Given problem a:
According to the CIDR calculator page, in what year was CIDR notation introduced?

Document:
CIDR (Classless Inter-Domain Routing) notation is the standard way to express IP address blocks and their associated subnet masks. Instead of dealing with separate IP addresses and mask values, CIDR compresses both into a single line—for example, 192.168.1.0/24. Network administrators, DevOps engineers, and IT professionals rely on CIDR to efficiently allocate and route IP space. This calculator handles both directions: expand CIDR blocks into their full IP ranges, or condense an IP range back into compact CIDR notation.

Last updated:

Creators Jasmine J. Mah, BSc
6,656 people find this calculator helpful

How to Use This CIDR Calculator

The calculator offers two conversion modes, selectable from the dropdown menu.

  • CIDR to IP range: Enter an IP address and prefix length (the number after the slash). The tool will output the network address, broadcast address, subnet mask, network prefix, wildcard mask, and total number of usable hosts within that block.
  • IP range to CIDR: Provide the first and last IP addresses of your range. If the range aligns perfectly with CIDR block boundaries, you'll receive a single CIDR notation. If not, the calculator will decompose it into the minimum number of CIDR blocks required to cover that range exactly.

Each conversion displays detailed breakdowns of the underlying subnet mathematics, making it straightforward to understand how the transformation works.

Understanding CIDR Notation

CIDR notation was introduced in 1993 (RFC 1519) to replace the inefficient classful addressing system that wasted millions of IP addresses. It combines an IP address with a prefix length:

  • IP address: One of the four octets in standard dotted-decimal form (e.g., 172.16.0.0).
  • Prefix length: A number from 0 to 32, representing how many of the 32 bits in the IP address form the fixed network portion. The remaining bits are variable and can be assigned to individual hosts.

For example, in 10.0.0.0/16, the first 16 bits (10.0) identify the network, and the final 16 bits can assign addresses to 65,536 unique hosts. This compact notation eliminated the need for separate subnet mask fields and made IP allocation far more granular and efficient.

Task data:
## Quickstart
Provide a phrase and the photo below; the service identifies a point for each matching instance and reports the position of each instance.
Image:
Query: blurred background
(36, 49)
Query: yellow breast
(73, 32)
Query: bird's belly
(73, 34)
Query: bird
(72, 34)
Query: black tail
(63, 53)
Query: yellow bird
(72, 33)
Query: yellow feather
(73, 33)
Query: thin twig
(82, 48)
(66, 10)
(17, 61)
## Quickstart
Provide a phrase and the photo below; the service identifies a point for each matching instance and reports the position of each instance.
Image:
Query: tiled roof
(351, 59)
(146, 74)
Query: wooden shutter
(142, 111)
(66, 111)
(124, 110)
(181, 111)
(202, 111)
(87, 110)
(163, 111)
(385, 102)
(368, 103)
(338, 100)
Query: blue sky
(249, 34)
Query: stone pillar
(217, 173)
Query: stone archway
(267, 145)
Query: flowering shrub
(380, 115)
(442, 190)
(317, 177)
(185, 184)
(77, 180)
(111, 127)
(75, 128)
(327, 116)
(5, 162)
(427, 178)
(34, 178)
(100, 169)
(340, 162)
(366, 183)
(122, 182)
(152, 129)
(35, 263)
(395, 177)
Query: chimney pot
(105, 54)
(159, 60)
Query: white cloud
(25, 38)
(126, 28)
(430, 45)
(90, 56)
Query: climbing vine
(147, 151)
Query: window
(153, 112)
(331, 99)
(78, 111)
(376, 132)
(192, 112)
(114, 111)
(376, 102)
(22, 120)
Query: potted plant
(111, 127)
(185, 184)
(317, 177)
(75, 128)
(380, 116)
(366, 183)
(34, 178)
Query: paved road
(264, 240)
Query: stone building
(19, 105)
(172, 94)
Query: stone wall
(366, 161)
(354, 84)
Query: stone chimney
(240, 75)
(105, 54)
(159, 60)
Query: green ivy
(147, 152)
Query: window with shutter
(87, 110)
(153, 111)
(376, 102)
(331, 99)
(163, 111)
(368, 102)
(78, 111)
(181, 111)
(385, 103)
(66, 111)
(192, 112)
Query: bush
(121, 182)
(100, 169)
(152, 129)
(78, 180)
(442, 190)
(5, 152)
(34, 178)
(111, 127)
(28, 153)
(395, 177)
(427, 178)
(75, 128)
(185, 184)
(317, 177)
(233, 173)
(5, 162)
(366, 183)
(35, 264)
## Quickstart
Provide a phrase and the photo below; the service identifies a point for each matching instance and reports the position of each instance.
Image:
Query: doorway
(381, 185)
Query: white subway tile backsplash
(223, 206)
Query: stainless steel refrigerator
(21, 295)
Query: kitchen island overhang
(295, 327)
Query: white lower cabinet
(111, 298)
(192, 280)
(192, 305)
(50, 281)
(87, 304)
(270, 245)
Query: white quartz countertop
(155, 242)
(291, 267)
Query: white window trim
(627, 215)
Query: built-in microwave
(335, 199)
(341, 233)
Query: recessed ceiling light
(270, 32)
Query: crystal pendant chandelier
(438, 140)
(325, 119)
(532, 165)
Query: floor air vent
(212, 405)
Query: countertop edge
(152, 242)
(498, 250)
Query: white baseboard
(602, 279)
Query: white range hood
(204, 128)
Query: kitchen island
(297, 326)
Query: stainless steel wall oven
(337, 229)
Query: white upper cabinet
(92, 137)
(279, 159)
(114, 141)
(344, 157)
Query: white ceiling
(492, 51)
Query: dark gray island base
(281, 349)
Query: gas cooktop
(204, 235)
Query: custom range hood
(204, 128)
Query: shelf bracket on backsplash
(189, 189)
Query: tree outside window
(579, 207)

Given problem b:
Add 8 to each point coordinate in the records. Then reproduce only the records from the line with "Query: stone chimney" through the last line of the records, keeping every line.

Correct result a:
CIDR notation was introduced in 1993 (RFC 1519).

Correct result b:
Query: stone chimney
(248, 83)
(113, 62)
(167, 68)
Query: green ivy
(155, 160)
Query: window with shutter
(95, 118)
(161, 119)
(384, 110)
(339, 107)
(171, 119)
(376, 110)
(86, 119)
(189, 119)
(393, 111)
(74, 119)
(200, 120)
Query: bush
(129, 190)
(108, 177)
(160, 137)
(86, 188)
(450, 198)
(13, 160)
(42, 186)
(119, 135)
(36, 161)
(403, 185)
(435, 186)
(83, 136)
(193, 192)
(325, 185)
(241, 181)
(13, 170)
(374, 191)
(43, 272)
## Quickstart
Provide a phrase and the photo below; the service identifies a point for each matching instance and reports the position of each instance.
Image:
Query: doorway
(389, 193)
Query: white subway tile backsplash
(231, 214)
Query: stainless steel refrigerator
(29, 303)
Query: kitchen island overhang
(303, 335)
Query: white lower cabinet
(119, 306)
(200, 288)
(200, 313)
(58, 289)
(95, 312)
(278, 253)
Query: white quartz countertop
(163, 250)
(299, 275)
Query: white window trim
(635, 223)
Query: built-in microwave
(343, 207)
(349, 241)
Query: recessed ceiling light
(278, 40)
Query: crystal pendant chandelier
(446, 148)
(333, 127)
(540, 173)
Query: floor air vent
(220, 413)
Query: countertop edge
(160, 250)
(506, 258)
Query: white baseboard
(610, 287)
Query: white range hood
(212, 136)
Query: kitchen island
(305, 334)
Query: stainless steel wall oven
(345, 237)
Query: white upper cabinet
(100, 145)
(287, 167)
(122, 149)
(352, 165)
Query: white ceiling
(500, 59)
Query: dark gray island base
(289, 357)
Query: gas cooktop
(212, 243)
Query: custom range hood
(212, 136)
Query: shelf bracket on backsplash
(197, 197)
Query: tree outside window
(587, 215)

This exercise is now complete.